**Written tasks:**
(1) Based on the excerpt on visual cues in 360-degree video, say whether each statement agrees with it: (a) The Radar cue got the best results across the three criteria evaluated. (b) The study reached a concrete result on the Auto Focus cue's acceptance by participants. (c) The document has six sections. For each, answer yes or no and quote the deciding words.
(2) Report each line of the records that contains the word "hull".

1.1 Software development

We constructed a software that allows visualization of videos in 360 degrees (immersive) with focus orientation and spatial positioning of the spectator. This spatial positioning is done through visual cues designed based on first-person games and cinematographic narrative genre. These visual guidance cues indicate the place where the next action of the narration will be executed and allow the spectator to improve his sense of location within the immersive environment. We developed the software considering that the multimedia content has several main scenes and requires a direct visual cue that is less invasive for the narrative of the immersive content. The development of the software is described in more detail in section 5.2.2.

1.2 Scope

Our research focuses on directing the viewer’s attention in highly immersive environments through visual cues. Using visual cues to enhance the narrative experience of 360-degree videos are framed within the study area called Cinematic Virtual Reality (CVR). The objective of this study is to analyze the user’s behavior in an immersive environment, while presenting visual cues designed to guide the viewer’s attention to the main scene. This analysis is done with data collected through questionnaires and head movement data collected by the developed software. This data is analyzed using statistical methods.

The results of the present study indicate that all visual cues correctly guide the user to the main scene, they also indicate that the Radar and Arrows cues are accepted by the participants to guide them through the immersive environment, however, no concrete result was obtained with respect to the Auto Focus cue. With respect to the two criteria studied (understanding of narrative and focus of attention), the Radar and Auto Focus cues improved the participants’ narrative compression, as well as correctly guiding the viewer to the main scene. Considering the three criteria evaluated, the visual cue that obtained the best results was the Radar. This is described in more detail in the Discussion section.

The document consists of eight sections and is structured as follows. Section 2 reviews the previous literature related to the study presented. Section 3 details the designed visual cues. Section 4 presents a general description of the actions carried out throughout the project. Section 5 presents in detail the development of the experiment, including information about the immersive environment, the software, the selection of the participants, the procedure of the experiment and the data collection. Section 6 presents the results obtained using statistical methods. Section 7 details the discussions and, finally, section 8 presents the conclusions obtained from this study.

2 Related work

The massification and enormous acceptance of mobile devices has led to the creation of complementary products such as HMDs. This technology allows users to have immersive experiences such as: browsing virtual sites, viewing immersive multimedia content (immersive 360-degree videos), playing with first-person applications in a way different from the traditional ones, and above all offering new experiences to the user. The publication of immersive multimedia content in the computer cloud has grown rapidly. Video capture and playback devices are becoming more common and affordable for the general public [23]. For this reason, today many companies such as BBC29 in London highlight the importance of immersive videos in society to such an extent that they have a research department in this field. 360-degree videos allow the viewer the freedom to watch an entire environment while telling a story [7]. Such freedom also results in a reduced capacity for multimedia content producers since directing the viewer’s attention to the focus of the action at a certain angle and time is very complicated. These authors thus carried out countless experiments finding that the combination of auditory and visual cues improve the narrative experience of multimedia content but do not guarantee attention in the focus of the action. For this reason, there are several other studies within this field aimed at improving the viewer’s attention within immersive multimedia content.

**Material shown:**
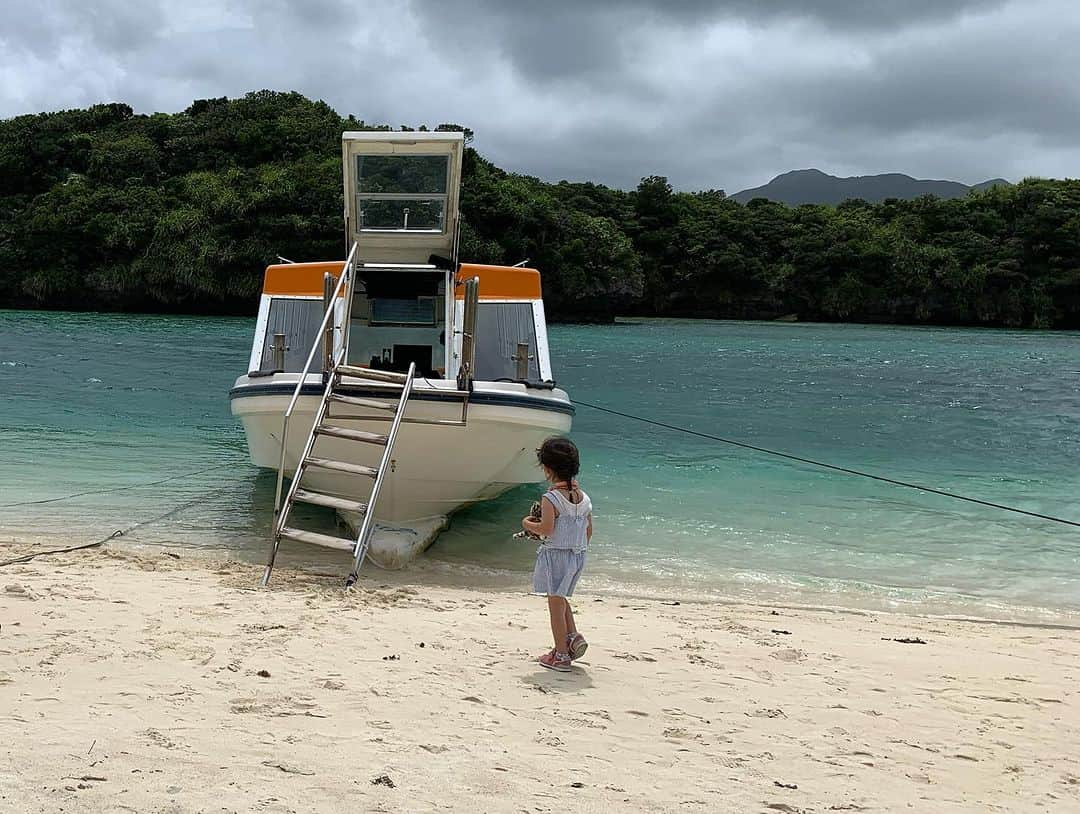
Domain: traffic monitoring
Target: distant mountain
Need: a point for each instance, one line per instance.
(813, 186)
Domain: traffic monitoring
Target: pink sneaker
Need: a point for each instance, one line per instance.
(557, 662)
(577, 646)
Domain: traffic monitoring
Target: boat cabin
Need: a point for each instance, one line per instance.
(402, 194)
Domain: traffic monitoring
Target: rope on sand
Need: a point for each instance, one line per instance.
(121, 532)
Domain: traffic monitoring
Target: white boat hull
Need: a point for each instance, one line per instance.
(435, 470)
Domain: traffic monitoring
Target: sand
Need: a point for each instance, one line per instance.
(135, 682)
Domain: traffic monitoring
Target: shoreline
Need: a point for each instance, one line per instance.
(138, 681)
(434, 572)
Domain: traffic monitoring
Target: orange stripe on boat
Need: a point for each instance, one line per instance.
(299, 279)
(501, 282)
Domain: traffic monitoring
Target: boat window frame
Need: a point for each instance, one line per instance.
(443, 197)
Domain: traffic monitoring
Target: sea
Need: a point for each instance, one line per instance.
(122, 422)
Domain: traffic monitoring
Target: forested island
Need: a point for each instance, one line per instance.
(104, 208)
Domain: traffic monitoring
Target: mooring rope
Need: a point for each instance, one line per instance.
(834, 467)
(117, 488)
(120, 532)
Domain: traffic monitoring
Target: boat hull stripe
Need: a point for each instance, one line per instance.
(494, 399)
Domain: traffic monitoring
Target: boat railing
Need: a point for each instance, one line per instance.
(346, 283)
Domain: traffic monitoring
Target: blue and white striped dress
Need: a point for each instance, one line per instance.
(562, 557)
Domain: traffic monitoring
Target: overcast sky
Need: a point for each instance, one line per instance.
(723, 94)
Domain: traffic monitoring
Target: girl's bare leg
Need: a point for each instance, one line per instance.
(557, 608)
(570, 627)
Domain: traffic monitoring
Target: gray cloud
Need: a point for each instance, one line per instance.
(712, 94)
---
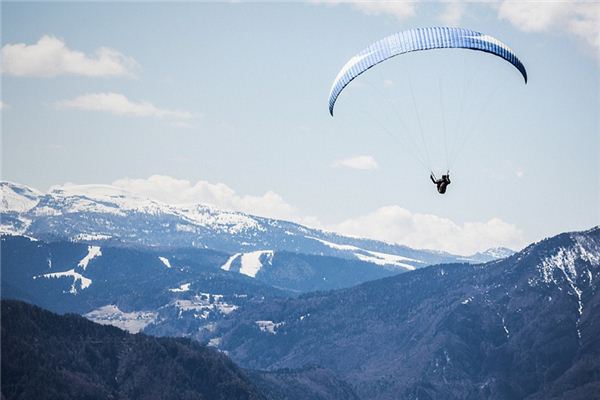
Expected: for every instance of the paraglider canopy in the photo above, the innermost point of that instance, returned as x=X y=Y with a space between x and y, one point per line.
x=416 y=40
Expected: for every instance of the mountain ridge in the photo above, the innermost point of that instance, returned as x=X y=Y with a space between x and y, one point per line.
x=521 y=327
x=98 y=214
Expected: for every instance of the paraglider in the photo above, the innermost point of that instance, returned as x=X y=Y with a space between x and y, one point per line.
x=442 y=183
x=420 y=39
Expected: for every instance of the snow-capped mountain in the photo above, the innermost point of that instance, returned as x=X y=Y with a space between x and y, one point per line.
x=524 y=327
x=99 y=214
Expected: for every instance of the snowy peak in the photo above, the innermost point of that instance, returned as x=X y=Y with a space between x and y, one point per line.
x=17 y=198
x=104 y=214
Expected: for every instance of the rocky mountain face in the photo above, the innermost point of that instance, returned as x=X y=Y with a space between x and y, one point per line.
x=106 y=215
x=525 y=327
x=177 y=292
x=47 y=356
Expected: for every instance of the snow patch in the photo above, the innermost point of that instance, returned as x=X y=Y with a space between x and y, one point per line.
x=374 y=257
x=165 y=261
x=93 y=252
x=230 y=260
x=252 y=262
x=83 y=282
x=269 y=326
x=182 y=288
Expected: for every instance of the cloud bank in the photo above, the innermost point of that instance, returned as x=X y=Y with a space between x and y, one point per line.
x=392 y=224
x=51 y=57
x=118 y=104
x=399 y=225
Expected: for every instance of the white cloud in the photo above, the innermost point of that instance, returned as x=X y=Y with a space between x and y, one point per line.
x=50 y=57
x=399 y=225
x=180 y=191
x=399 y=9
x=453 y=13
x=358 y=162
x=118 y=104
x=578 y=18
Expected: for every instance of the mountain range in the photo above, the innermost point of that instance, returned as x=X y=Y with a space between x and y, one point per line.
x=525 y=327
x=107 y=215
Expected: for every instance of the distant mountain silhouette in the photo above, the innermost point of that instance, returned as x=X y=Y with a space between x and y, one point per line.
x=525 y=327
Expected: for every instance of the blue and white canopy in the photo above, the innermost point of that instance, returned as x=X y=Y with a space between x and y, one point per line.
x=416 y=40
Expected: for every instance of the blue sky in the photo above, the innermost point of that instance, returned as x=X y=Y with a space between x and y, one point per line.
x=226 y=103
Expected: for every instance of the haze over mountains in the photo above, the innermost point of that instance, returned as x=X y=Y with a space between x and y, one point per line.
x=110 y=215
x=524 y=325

**Replies:**
(1)
(a) Yes: "Considering the three criteria evaluated, the visual cue that obtained the best results was the Radar."
(b) No: "however, no concrete result was obtained with respect to the Auto Focus cue."
(c) No: "The document consists of eight sections"

(2)
Target: white boat hull
Target: boat hull stripe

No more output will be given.